═══ SUPPLIED DATA ═══

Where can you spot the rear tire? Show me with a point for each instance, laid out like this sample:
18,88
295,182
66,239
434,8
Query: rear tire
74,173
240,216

═══

THE PROBLEM: Word for word, transcribe the entire listing shown above.

RESPONSE AREA:
Where can you spot the rear tire? Show me with a point for each instance, laid out like this sample:
18,88
295,182
66,239
434,8
Query: rear tire
74,173
240,216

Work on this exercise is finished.